文書の一部:
--------------------------------------------------

こんにちは。
絵の具はどんな風に作られているのか、みなさんご存知ですか?
どんな材料で作られている?
どんなところで作られている?
どんな流れで作られる?
いろんな疑問が湧きますね。そんな絵の具の謎を解決すべく、絵の具メーカーでおなじみのクサカベさんの工場見学に行ってきました。工場見学では絵の具の知識など説明を受けた後、実際に製造現場を見学できます。さらにその後は絵の具作り体験もできますよ。
遠方でなかなか行けない!という人は、参考にしてみてくださいね。
クサカベとは
老舗画材メーカーのクサカベは油絵具の誕生からはじまり、メディウムや水彩絵の具など、高品質な画材を幅広く扱っています。
最近ではマカロン固形水彩絵具やハルモニア水彩絵具など、独自の技術で開発した商品などが話題となっており、新たな挑戦や斬新な技術は目まぐるしいものがありますね。

--------------------------------------------------

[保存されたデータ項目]
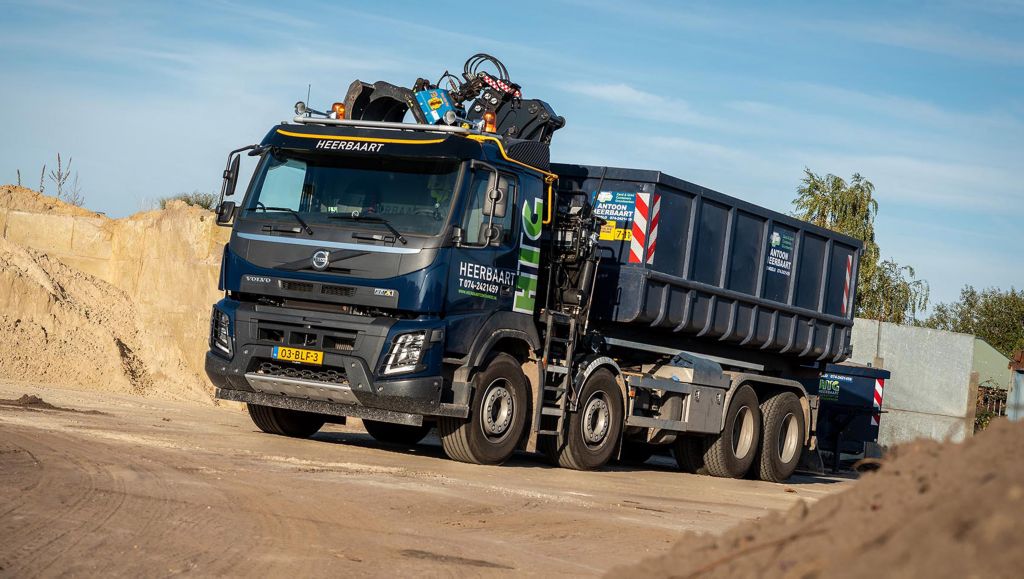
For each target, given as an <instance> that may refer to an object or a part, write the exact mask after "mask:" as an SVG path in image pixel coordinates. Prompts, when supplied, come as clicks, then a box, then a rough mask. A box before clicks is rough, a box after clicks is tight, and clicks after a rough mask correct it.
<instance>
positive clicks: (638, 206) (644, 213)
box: [630, 193, 650, 263]
mask: <svg viewBox="0 0 1024 579" xmlns="http://www.w3.org/2000/svg"><path fill="white" fill-rule="evenodd" d="M649 203H650V194H649V193H638V194H637V198H636V205H635V206H634V207H633V239H632V240H630V263H643V252H644V247H645V246H646V245H647V244H646V240H647V215H648V211H649V209H648V204H649Z"/></svg>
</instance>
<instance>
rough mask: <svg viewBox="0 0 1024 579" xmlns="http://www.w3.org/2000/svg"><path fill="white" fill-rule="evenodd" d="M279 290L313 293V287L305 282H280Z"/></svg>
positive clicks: (311, 285) (284, 280) (283, 281)
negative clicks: (300, 291)
mask: <svg viewBox="0 0 1024 579" xmlns="http://www.w3.org/2000/svg"><path fill="white" fill-rule="evenodd" d="M281 289H283V290H288V291H313V285H312V284H310V283H307V282H290V281H288V280H281Z"/></svg>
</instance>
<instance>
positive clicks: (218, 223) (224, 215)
mask: <svg viewBox="0 0 1024 579" xmlns="http://www.w3.org/2000/svg"><path fill="white" fill-rule="evenodd" d="M234 207H236V206H234V202H233V201H224V202H222V203H221V204H220V205H218V206H217V224H218V225H227V224H229V223H230V222H231V219H233V218H234Z"/></svg>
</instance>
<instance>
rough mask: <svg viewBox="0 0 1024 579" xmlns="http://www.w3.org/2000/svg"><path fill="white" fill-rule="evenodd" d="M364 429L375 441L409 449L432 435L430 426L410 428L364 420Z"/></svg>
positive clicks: (399, 424)
mask: <svg viewBox="0 0 1024 579" xmlns="http://www.w3.org/2000/svg"><path fill="white" fill-rule="evenodd" d="M362 427H364V428H366V429H367V432H369V433H370V436H371V437H373V438H374V440H375V441H378V442H381V443H388V444H392V445H402V446H409V447H411V446H415V445H417V444H419V443H420V441H422V440H423V439H425V438H426V437H427V435H429V433H430V424H423V425H421V426H409V425H406V424H392V423H391V422H380V421H378V420H364V421H362Z"/></svg>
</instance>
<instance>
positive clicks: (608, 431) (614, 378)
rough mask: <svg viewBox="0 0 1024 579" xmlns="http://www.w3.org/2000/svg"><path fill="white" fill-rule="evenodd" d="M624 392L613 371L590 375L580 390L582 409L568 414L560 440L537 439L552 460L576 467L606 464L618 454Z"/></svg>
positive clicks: (624, 407) (622, 416) (605, 371)
mask: <svg viewBox="0 0 1024 579" xmlns="http://www.w3.org/2000/svg"><path fill="white" fill-rule="evenodd" d="M624 415H625V405H624V404H623V391H622V390H621V389H620V388H618V384H617V383H616V382H615V377H614V376H613V375H612V374H611V372H609V371H607V370H605V369H603V368H602V369H600V370H597V371H596V372H594V373H593V374H591V375H590V377H589V378H587V382H586V383H584V385H583V390H582V391H581V392H580V410H579V411H578V412H573V413H572V414H571V415H570V416H569V421H568V422H569V423H568V427H567V428H566V431H565V432H564V433H563V435H561V436H559V437H558V438H557V439H555V438H554V437H544V439H541V440H539V441H538V443H539V444H543V448H542V450H543V451H544V453H545V454H547V455H548V457H549V459H551V460H552V461H553V462H557V463H558V465H560V466H563V467H565V468H573V469H575V470H593V469H595V468H600V467H601V466H604V465H605V464H606V463H607V462H608V461H609V460H611V457H612V456H614V454H615V447H616V446H617V444H618V438H620V436H621V435H622V431H623V419H624Z"/></svg>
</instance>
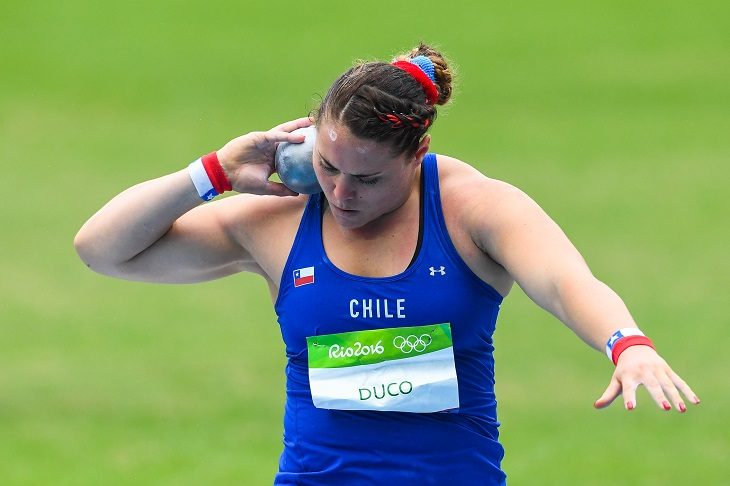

--------------------------------------------------

指示:
- a) 絵の具工場見学の文章について、次の(i)〜(iii)が文章の内容と合っているか、それぞれ「はい」か「いいえ」で答えてください。判断の決め手となる文章中の言葉もそのまま引用してください。
(i) 工場見学では、製造現場を見る前に絵の具の知識などの説明を受ける。
(ii) クサカベは水彩絵の具の製造から始まった。
(iii) 工場見学のあとには、絵の具作りの体験もできる。
- b) 絵の具工場見学の文章にある次の一文を英語に訳してください。「老舗画材メーカーのクサカベは油絵具の誕生からはじまり、メディウムや水彩絵の具など、高品質な画材を幅広く扱っています。」
- c) クサカベの工場見学の文章を、最後の文のあとから続けて書いてください。

各課題の答え:
- a)
(i) はい。「工場見学では絵の具の知識など説明を受けた後、実際に製造現場を見学できます。」
(ii) いいえ。「老舗画材メーカーのクサカベは油絵具の誕生からはじまり」
(iii) はい。「さらにその後は絵の具作り体験もできますよ。」

- b) Kusakabe, a long-established art supply maker, began with the birth of its oil paints and now handles a wide range of high-quality art materials, such as mediums and watercolor paints.

- c)
今回参加したイベント
クサカベの工場見学。HPで募集されていますが、告知後すぐに埋まってしまうので要注意です。
絵具のお話、映像鑑賞、絵具製造工程の見学、質疑応答などもできますし、参加費ば無料でした。ただ、絵具作りで材料費がかかるので概要は事前に確認しましょう。
子ども参加できるイベントもありますが、今回参加したイベントは参加者は全員大人。やはりアート好きの独特の雰囲気の方が多い感じです。普段見ることのできない非日常の世界に大人でもはしゃいだり夢中になってしまうのではないでしょうか。
海外の子どもたちが描いた作品展示販売のコーナーもありました。世界にアートを広げる、こうした取り組みをやっているんだなと理解が深まりました。
工場に到着
今回お邪魔したのは埼玉県朝霞市にある本社工場です。工場に着いたら技術開発部の方に絵の具のお話を聞くことができました。クサカベの会社のお話や、絵の具ができる工程の映像を見せてくれました。
絵の具の知識を深め、見学の際の注意事項を聞いたら、次は工場見学へ。
工場見学スタート
工場内は絵の具の工場らしい顔料のような油のような匂いに囲まれますが、それもまた雰囲気が出ています。取り扱う顔料は日ごとに違うので、匂いも違ってくるとのことでした。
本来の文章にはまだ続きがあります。